#### WHAT TO DO
Set down the full listing exactly as given. Any pictures are to be left out.

#### WORKING DATA
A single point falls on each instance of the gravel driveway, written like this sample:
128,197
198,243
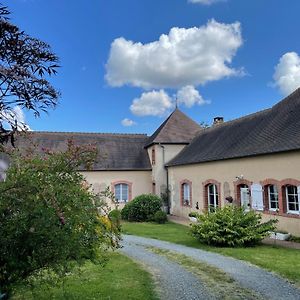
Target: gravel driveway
177,283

#### ANSWER BOX
A single point falls on each instance of the gravel driveway, written like this sample:
128,197
198,243
Target: gravel driveway
177,283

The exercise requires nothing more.